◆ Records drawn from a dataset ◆
- Opening Delimiter -
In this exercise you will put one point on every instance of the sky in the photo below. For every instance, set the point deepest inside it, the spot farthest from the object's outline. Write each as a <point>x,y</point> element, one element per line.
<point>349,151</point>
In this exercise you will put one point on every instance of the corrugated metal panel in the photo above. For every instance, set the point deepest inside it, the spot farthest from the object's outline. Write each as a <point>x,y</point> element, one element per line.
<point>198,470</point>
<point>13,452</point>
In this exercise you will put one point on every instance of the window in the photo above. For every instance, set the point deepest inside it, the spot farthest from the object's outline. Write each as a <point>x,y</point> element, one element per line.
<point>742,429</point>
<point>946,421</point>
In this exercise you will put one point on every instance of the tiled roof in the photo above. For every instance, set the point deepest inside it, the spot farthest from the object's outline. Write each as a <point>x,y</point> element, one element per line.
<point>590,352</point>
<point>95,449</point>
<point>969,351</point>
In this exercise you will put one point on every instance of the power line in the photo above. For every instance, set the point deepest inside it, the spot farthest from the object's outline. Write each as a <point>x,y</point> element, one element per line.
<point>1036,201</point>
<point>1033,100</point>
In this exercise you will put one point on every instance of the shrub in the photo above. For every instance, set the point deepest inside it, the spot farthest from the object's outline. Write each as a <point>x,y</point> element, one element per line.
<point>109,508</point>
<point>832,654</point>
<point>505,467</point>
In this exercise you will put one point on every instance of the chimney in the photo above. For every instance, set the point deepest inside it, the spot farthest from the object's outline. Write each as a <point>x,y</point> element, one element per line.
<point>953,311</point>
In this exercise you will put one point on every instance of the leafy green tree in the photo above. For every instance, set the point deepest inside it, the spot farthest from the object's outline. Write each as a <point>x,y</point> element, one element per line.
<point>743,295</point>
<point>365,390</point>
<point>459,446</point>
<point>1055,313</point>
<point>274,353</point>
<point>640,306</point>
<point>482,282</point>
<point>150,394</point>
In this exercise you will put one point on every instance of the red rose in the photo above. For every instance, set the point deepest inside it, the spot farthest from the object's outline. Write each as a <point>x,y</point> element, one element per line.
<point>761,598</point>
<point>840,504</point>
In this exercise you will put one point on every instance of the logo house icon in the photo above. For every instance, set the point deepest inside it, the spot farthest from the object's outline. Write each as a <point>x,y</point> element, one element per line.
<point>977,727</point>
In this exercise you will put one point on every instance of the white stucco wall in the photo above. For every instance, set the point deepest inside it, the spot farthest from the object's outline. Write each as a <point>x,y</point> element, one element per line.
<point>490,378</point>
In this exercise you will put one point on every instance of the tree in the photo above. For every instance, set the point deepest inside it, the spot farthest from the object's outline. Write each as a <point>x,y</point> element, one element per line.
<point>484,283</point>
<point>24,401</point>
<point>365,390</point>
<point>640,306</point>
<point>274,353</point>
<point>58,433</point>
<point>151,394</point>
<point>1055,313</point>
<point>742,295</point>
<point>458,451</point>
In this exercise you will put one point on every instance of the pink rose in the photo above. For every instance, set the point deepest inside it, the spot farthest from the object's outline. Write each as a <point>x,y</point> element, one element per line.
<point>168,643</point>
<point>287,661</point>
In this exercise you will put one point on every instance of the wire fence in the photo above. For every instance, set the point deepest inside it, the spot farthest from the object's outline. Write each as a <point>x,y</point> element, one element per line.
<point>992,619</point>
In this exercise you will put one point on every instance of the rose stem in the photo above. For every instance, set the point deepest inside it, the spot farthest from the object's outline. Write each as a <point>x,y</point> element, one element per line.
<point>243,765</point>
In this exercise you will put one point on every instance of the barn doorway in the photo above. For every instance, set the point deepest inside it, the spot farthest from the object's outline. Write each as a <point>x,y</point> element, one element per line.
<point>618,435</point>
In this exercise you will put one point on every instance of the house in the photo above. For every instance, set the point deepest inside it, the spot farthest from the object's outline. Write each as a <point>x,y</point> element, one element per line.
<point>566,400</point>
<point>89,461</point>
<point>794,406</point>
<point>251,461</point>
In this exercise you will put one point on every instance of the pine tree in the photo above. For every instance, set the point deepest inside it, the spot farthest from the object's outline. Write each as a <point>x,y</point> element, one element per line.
- Closing Delimiter -
◆ WHAT YOU WILL DO ◆
The answer must be the line containing "of the house" and every line after it to the end of the data, exactly as written.

◆ EXERCISE SOLUTION ◆
In this exercise you will put one point on every instance of the house in the photo above. For every instance, set the point deepest inside it, the spot farthest from the object's outline. Write each as a <point>x,y</point> element, one element per line.
<point>566,400</point>
<point>89,461</point>
<point>794,406</point>
<point>251,461</point>
In this exercise you will put one point on every instance of the pine tree in the photo above. For every instance, set the point deepest inside it, the spot farthest from the object's outline. Write each as a <point>x,y</point> element, one element per line.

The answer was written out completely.